DATA UNDER STUDY
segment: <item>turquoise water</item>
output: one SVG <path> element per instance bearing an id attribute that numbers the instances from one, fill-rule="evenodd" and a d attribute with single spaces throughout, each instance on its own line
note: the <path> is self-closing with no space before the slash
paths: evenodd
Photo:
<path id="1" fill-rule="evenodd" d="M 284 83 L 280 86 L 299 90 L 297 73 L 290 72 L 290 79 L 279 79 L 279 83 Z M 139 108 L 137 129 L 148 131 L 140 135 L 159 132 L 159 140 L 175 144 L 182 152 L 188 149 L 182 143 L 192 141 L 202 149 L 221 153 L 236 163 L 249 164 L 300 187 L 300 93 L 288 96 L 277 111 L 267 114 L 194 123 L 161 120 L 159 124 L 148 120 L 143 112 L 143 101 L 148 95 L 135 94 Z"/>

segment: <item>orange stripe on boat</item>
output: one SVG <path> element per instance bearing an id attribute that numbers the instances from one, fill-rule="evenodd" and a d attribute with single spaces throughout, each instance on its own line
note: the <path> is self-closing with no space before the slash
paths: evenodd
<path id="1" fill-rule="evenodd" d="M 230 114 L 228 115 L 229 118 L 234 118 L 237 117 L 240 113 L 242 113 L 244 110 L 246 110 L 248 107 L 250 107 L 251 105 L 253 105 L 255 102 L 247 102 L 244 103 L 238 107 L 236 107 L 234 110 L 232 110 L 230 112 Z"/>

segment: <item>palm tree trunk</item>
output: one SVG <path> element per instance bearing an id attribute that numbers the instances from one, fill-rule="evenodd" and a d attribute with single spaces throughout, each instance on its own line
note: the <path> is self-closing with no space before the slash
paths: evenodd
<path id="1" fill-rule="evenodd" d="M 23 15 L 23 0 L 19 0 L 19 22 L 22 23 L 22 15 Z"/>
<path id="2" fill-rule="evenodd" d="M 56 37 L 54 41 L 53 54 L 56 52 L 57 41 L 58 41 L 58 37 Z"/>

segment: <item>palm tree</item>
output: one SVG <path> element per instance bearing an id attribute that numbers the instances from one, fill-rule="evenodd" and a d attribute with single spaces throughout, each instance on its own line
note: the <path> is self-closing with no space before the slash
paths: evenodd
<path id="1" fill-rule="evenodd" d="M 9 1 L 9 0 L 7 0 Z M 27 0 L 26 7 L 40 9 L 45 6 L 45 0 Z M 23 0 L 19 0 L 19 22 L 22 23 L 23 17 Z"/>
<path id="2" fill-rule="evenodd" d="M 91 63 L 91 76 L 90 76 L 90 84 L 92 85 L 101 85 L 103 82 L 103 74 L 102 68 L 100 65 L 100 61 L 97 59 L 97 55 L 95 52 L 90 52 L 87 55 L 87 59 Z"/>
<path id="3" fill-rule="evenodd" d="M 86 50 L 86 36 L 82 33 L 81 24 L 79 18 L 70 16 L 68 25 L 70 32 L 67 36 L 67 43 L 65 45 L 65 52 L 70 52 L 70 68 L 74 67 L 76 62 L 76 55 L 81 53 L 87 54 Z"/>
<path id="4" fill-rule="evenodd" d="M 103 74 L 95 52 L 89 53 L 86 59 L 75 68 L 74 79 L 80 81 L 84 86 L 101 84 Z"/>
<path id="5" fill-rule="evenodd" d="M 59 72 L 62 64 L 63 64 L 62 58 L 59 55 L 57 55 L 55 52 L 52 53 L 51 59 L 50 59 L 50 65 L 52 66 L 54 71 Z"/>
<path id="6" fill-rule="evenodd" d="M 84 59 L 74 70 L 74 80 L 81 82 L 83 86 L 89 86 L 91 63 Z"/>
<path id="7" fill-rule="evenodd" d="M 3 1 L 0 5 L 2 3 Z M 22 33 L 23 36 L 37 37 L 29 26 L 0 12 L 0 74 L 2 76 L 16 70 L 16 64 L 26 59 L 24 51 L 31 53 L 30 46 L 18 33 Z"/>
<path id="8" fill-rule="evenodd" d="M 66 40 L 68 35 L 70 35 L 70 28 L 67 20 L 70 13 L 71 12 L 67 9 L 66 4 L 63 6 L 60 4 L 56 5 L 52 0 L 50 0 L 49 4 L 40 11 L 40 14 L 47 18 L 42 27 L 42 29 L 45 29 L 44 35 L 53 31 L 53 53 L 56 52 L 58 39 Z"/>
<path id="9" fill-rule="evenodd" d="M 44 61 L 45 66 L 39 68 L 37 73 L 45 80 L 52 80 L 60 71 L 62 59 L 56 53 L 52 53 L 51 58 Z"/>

PROBLEM DESCRIPTION
Reproduce every record above exactly.

OUTPUT FOR THIS TASK
segment: <item>turquoise water</item>
output: one SVG <path> element per instance bearing an id attribute that numbers the instances from one, fill-rule="evenodd" and a d attribute with single spaces throughout, each instance on its own line
note: the <path> is self-closing with no space before the slash
paths: evenodd
Photo:
<path id="1" fill-rule="evenodd" d="M 284 83 L 280 86 L 299 90 L 297 73 L 290 72 L 290 79 L 279 79 L 279 83 Z M 139 108 L 137 129 L 148 131 L 140 135 L 159 132 L 159 140 L 175 144 L 182 152 L 188 149 L 182 143 L 192 141 L 202 149 L 221 153 L 236 163 L 249 164 L 300 187 L 300 93 L 288 96 L 277 111 L 267 114 L 194 123 L 161 120 L 159 124 L 148 120 L 143 112 L 143 101 L 148 95 L 135 94 Z"/>

segment: <item>orange stripe on boat</item>
output: one SVG <path> element per instance bearing an id attribute that numbers the instances from one, fill-rule="evenodd" and a d attribute with single spaces throughout, each instance on its own line
note: the <path> is self-closing with no space before the slash
paths: evenodd
<path id="1" fill-rule="evenodd" d="M 230 114 L 228 115 L 229 118 L 234 118 L 237 117 L 240 113 L 242 113 L 244 110 L 246 110 L 248 107 L 250 107 L 251 105 L 253 105 L 255 102 L 247 102 L 244 103 L 238 107 L 236 107 L 234 110 L 232 110 L 230 112 Z"/>

segment: <item>palm tree trunk</item>
output: one SVG <path> element per instance bearing an id attribute that numbers the instances from one, fill-rule="evenodd" and a d attribute with single spaces throughout, each instance on its own line
note: the <path> is self-closing with no space before the slash
paths: evenodd
<path id="1" fill-rule="evenodd" d="M 23 15 L 23 0 L 19 0 L 19 22 L 22 23 L 22 15 Z"/>
<path id="2" fill-rule="evenodd" d="M 56 37 L 54 41 L 53 54 L 56 52 L 57 41 L 58 41 L 58 37 Z"/>

segment: <item>palm tree</item>
output: one SVG <path> element per instance bearing an id attribute that numbers the instances from one, fill-rule="evenodd" and a d attribute with single spaces throughout, each instance on its own line
note: the <path> is self-closing with no space before the slash
paths: evenodd
<path id="1" fill-rule="evenodd" d="M 9 1 L 9 0 L 7 0 Z M 27 0 L 26 7 L 40 9 L 45 6 L 45 0 Z M 23 0 L 19 0 L 19 22 L 22 23 L 23 17 Z"/>
<path id="2" fill-rule="evenodd" d="M 91 63 L 91 76 L 90 76 L 90 84 L 92 85 L 101 85 L 103 82 L 103 74 L 102 68 L 100 65 L 100 61 L 97 59 L 97 55 L 95 52 L 90 52 L 87 55 L 87 59 Z"/>
<path id="3" fill-rule="evenodd" d="M 86 50 L 86 36 L 82 33 L 81 24 L 79 18 L 70 16 L 68 25 L 70 32 L 67 36 L 67 43 L 65 45 L 65 52 L 70 52 L 70 68 L 74 67 L 76 62 L 76 55 L 81 53 L 87 54 Z"/>
<path id="4" fill-rule="evenodd" d="M 103 74 L 95 52 L 89 53 L 86 59 L 75 68 L 74 79 L 80 81 L 84 86 L 101 84 Z"/>
<path id="5" fill-rule="evenodd" d="M 59 72 L 62 64 L 63 64 L 62 58 L 59 55 L 57 55 L 55 52 L 52 53 L 51 59 L 50 59 L 50 65 L 52 66 L 54 71 Z"/>
<path id="6" fill-rule="evenodd" d="M 84 59 L 74 70 L 74 80 L 81 82 L 83 86 L 89 86 L 91 63 Z"/>
<path id="7" fill-rule="evenodd" d="M 3 1 L 0 5 L 2 3 Z M 22 33 L 23 36 L 37 37 L 29 26 L 0 12 L 0 74 L 2 76 L 16 70 L 16 64 L 26 59 L 24 51 L 31 53 L 30 46 L 18 33 Z"/>
<path id="8" fill-rule="evenodd" d="M 66 40 L 68 35 L 70 35 L 70 28 L 67 20 L 70 13 L 71 12 L 67 9 L 66 4 L 63 6 L 60 4 L 56 5 L 52 0 L 50 0 L 49 4 L 40 11 L 40 14 L 47 18 L 42 27 L 42 29 L 45 29 L 44 35 L 53 31 L 53 53 L 56 52 L 58 39 Z"/>
<path id="9" fill-rule="evenodd" d="M 44 61 L 45 66 L 39 68 L 37 73 L 45 80 L 52 80 L 60 71 L 62 59 L 56 53 L 52 53 L 51 58 Z"/>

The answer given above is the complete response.